>> Start

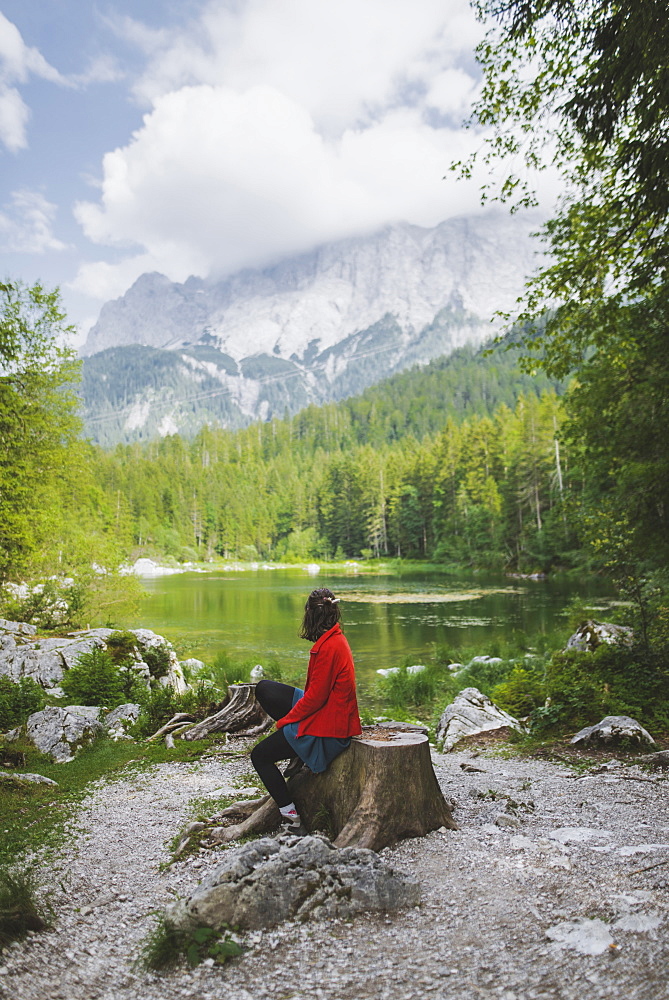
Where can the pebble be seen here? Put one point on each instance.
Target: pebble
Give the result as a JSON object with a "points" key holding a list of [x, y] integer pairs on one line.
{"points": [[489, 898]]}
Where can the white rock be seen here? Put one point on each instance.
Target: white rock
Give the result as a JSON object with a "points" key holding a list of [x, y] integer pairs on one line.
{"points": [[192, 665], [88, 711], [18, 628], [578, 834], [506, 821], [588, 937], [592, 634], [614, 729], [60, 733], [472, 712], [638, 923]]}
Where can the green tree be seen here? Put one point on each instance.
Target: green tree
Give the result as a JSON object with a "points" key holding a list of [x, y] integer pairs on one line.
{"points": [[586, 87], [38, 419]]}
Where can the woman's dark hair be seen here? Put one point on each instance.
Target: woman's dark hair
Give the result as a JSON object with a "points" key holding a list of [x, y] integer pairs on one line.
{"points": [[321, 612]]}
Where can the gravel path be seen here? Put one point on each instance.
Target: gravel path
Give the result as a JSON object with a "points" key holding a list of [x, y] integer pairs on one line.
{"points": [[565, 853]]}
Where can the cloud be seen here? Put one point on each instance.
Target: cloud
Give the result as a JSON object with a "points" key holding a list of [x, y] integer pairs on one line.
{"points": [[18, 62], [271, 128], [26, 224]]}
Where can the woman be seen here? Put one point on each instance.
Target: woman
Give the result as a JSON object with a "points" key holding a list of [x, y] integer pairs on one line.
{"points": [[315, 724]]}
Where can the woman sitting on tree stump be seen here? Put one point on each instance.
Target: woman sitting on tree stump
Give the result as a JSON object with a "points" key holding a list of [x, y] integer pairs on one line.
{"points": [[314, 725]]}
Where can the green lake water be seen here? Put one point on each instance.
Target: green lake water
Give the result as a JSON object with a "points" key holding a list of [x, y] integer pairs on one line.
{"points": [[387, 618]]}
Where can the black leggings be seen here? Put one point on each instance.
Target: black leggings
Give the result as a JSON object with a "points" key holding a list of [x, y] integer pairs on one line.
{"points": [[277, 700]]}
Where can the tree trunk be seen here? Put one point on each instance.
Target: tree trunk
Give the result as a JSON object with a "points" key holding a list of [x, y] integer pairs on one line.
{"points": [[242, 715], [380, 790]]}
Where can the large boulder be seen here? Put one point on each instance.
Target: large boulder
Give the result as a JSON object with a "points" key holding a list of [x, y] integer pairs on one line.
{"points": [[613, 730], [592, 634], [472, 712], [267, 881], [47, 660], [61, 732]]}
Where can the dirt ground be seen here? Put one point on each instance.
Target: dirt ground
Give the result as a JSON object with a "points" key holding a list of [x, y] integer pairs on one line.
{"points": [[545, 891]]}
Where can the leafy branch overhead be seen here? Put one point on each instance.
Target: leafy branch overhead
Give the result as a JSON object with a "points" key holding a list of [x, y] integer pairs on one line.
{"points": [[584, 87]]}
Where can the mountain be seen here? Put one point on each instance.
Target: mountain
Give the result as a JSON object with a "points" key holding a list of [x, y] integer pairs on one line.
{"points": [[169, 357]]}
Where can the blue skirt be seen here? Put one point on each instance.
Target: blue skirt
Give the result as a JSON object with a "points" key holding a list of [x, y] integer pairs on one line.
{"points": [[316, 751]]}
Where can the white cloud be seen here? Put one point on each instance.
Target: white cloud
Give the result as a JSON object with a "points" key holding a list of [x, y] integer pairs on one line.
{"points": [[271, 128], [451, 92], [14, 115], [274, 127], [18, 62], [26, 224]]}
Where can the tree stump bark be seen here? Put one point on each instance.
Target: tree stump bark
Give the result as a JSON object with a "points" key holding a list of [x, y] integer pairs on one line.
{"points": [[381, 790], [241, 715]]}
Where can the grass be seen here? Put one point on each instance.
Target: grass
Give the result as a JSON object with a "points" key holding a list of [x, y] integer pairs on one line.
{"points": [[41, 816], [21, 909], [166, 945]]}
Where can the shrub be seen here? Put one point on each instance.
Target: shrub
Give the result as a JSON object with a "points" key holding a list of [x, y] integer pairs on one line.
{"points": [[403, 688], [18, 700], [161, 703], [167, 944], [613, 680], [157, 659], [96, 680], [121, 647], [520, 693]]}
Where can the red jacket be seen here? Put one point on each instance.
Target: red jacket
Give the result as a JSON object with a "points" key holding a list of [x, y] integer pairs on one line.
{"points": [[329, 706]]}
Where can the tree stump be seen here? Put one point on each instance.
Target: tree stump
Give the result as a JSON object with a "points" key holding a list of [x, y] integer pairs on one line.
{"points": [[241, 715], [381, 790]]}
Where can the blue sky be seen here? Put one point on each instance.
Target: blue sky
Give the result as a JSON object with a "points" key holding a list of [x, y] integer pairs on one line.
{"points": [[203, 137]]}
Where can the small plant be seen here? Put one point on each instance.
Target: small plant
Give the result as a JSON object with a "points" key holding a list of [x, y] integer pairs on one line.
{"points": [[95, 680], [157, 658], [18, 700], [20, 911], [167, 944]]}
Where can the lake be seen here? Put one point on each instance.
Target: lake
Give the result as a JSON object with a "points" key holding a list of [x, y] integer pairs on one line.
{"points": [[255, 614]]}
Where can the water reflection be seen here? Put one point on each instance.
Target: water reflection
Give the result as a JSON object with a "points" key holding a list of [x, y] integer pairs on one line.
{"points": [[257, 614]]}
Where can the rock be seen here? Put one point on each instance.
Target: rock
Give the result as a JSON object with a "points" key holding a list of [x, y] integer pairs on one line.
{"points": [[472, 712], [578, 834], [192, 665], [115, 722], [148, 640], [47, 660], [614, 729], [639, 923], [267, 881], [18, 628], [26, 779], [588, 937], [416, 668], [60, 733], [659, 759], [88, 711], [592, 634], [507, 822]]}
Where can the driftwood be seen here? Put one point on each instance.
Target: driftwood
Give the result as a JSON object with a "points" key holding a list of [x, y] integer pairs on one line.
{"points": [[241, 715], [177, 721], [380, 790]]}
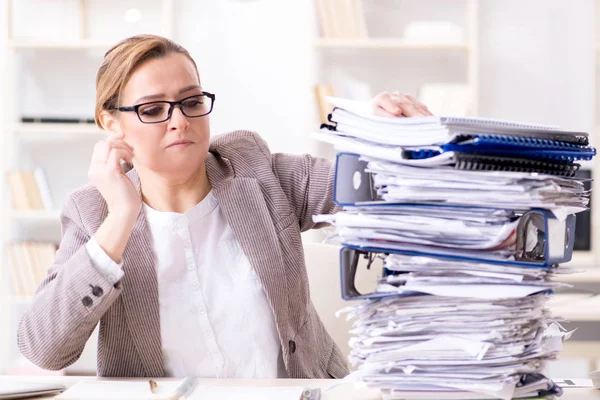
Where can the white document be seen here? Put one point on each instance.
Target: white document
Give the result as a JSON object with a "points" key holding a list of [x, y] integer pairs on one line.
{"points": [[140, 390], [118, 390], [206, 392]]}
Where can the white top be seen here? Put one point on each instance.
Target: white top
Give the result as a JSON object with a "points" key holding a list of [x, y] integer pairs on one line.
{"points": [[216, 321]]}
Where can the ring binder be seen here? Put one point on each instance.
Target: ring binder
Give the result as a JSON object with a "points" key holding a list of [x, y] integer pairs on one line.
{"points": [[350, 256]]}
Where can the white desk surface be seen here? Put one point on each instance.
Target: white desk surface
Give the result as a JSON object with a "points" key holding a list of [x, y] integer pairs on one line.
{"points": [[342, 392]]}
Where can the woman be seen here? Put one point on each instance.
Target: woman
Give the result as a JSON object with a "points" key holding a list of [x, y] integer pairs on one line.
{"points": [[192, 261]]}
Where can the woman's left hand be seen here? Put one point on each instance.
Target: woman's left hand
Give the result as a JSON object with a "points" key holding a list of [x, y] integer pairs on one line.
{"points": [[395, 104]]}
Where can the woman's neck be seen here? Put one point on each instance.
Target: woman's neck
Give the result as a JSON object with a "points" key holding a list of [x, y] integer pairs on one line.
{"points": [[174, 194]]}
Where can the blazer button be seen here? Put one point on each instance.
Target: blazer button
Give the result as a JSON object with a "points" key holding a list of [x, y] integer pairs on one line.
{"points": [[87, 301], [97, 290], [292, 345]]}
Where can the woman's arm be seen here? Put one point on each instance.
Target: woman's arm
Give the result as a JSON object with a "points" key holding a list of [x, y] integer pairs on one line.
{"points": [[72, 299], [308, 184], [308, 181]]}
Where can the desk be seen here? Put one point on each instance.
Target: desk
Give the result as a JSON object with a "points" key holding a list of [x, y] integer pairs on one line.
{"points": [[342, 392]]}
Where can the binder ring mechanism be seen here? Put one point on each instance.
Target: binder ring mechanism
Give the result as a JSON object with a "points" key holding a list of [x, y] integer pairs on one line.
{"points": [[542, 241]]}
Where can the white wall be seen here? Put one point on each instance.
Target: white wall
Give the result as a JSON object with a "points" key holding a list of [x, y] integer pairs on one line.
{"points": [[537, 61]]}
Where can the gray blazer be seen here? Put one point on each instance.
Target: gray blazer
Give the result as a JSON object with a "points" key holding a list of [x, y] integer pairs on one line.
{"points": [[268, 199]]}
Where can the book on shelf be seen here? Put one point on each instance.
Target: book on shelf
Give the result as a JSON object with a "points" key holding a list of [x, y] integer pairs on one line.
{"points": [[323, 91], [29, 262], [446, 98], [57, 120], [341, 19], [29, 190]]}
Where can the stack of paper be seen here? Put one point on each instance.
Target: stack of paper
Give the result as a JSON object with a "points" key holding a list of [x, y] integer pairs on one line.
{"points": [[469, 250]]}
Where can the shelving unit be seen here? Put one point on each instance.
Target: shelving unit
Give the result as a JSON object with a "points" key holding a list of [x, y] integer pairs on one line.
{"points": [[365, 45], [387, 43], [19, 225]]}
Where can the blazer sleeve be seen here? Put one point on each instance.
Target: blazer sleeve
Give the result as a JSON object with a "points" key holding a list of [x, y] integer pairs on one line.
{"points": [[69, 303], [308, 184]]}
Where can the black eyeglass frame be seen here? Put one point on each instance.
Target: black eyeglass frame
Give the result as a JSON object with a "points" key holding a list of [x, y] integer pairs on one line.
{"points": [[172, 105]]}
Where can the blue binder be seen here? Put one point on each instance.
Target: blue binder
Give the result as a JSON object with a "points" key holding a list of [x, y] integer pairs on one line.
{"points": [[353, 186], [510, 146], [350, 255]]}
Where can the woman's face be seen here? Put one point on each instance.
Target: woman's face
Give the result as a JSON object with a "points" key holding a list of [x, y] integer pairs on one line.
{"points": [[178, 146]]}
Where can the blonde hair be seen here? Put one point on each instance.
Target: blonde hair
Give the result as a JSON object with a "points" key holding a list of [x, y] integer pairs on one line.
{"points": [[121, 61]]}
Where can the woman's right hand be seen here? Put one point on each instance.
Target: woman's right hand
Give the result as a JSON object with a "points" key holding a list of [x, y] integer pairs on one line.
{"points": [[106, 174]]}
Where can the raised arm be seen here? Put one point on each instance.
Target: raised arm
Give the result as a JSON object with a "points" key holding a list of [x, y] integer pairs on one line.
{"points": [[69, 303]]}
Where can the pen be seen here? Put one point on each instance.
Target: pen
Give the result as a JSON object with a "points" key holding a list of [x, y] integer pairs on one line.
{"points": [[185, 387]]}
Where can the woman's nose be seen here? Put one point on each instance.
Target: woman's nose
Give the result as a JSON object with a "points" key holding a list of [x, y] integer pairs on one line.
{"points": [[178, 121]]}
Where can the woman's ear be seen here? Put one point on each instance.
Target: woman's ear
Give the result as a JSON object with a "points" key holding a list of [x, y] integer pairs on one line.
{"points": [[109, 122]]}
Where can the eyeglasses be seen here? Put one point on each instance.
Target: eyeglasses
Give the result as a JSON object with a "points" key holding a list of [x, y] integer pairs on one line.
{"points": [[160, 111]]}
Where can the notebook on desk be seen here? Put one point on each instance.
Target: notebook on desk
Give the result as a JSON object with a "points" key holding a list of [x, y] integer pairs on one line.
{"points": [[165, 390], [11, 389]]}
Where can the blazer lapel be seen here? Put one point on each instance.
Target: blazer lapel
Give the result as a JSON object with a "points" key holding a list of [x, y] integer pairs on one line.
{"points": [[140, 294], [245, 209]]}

>> End

# [Your instructions]
Locate the line that contains "Where can the woman's nose", then please quote it and every line after it to the end of the entries above, exactly and with nothing else.

# [Exercise solution]
Where can the woman's nose be seen here? Put one point on each instance.
Target: woman's nose
Give the result as a JSON object with a "points" key holding a list of [x, y] integer pairs on one line.
{"points": [[178, 121]]}
Where can the woman's ear be seen here? Put one point on each instance.
Target: woman's ear
Give the result as a JSON object with a "points" key holding a list of [x, y] integer pairs on one line.
{"points": [[109, 122]]}
Where can the eyeglasses be seen here? Put one point on each instance.
Target: eyeglasses
Give the result as a JSON object with a "points" key holding a list of [x, y] integer pairs on one line.
{"points": [[160, 111]]}
Where can the notebook on desk be seen here? Put one point on each instance.
Target: notebook on desk
Give the result as a JSON object with a "points" key holding a list of [x, y] integer pairs on one line.
{"points": [[165, 390], [11, 389]]}
Where can the blazer lapel be seen here? Put one point on each instance.
Target: blazer lapel
Give the result as a JSON object with a "points" key holding a list of [x, y] integer pairs on one line.
{"points": [[140, 294], [245, 209]]}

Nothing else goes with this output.